* **SOURCE DOCUMENT**
The velocity of a fluid element depends on both its speed and its direction, i.e., flow velocity is a vector quantity.

Velocity has magnitude and direction, but it is still a point property in that its value will change from point to point in the flow, and it can also change with respect to time, i.e., $\vec{V} = \vec{V} (x, y, z, t)$ . Flow velocities are measured in units of ms $^{-1}$ in the SI system or ft s $^{-1}$ in the USC system.

Streamlines

Tracking where the fluid moves in space and time is an important part of understanding flow problems. A pathline is called the trajectory or path that a fluid element traces out in time. By definition, a streamline is a line drawn tangential to the local velocity vector field, i.e., there is no flow perpendicular to a streamline. In steady flow problems, when the flow properties do not change with respect to time, called a steady flow, then the pathlines in the fluid are identical to the streamlines.

The equation of a streamline is straightforward to determine. For a two-dimensional flow in the $x$ – $y$ plane, then $\vec{V} = (u, v)$ so the slope of a streamline is just $dy/dx = v/u$ , which is an ordinary differential equation. Therefore, this differential equation could be solved with the known velocity field to trace out a streamline in a given plane. In three-dimensions, i.e., in $x$ , $y$ and $z$ space then $\vec{V} = (u, v, w)$ . In this case, a direction vector, say $d\vec{l} = (dx, dy, dz)$ can be defined that points along the streamline, i.e., in a direction parallel to the streamline, as shown in the figure below.

A streamline is a curve drawn parallel to the local velocity field of the fluid flow. Hence, by definition, there is no flow perpendicular to streamline.

* **INSTRUCTION A**
Extract the lines of the listing, starting with the line that contains "Target: windshield" and going on through the end of the listing, reproducing them without any change.
The text on flow velocity and the listing that follows it are unrelated material.

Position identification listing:
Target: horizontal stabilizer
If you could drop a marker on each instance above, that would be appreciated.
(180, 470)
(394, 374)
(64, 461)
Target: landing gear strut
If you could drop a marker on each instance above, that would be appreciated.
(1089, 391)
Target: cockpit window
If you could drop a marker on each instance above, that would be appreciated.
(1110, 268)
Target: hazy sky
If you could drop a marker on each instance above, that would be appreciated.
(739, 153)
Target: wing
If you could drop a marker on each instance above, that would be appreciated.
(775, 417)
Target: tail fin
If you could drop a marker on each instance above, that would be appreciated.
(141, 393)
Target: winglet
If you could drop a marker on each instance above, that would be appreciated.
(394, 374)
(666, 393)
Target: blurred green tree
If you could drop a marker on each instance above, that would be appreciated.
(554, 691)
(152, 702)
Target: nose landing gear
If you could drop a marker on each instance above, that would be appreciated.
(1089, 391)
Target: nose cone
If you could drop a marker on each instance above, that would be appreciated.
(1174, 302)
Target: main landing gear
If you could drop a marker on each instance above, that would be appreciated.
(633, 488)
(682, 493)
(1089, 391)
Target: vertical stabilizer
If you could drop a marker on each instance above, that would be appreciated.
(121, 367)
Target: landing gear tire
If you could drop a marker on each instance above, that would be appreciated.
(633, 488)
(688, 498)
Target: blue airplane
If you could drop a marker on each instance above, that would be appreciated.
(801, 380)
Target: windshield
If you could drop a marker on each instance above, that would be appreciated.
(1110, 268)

* **INSTRUCTION B**
From the text on flow velocity and streamlines, copy the passage starting with "Tracking where the" and going on through "to the streamlines.", word for word.

* **EXERCISE OUTPUT A**
Target: windshield
If you could drop a marker on each instance above, that would be appreciated.
(1110, 268)

* **EXERCISE OUTPUT B**
Tracking where the fluid moves in space and time is an important part of understanding flow problems. A pathline is called the trajectory or path that a fluid element traces out in time. By definition, a streamline is a line drawn tangential to the local velocity vector field, i.e., there is no flow perpendicular to a streamline. In steady flow problems, when the flow properties do not change with respect to time, called a steady flow, then the pathlines in the fluid are identical to the streamlines.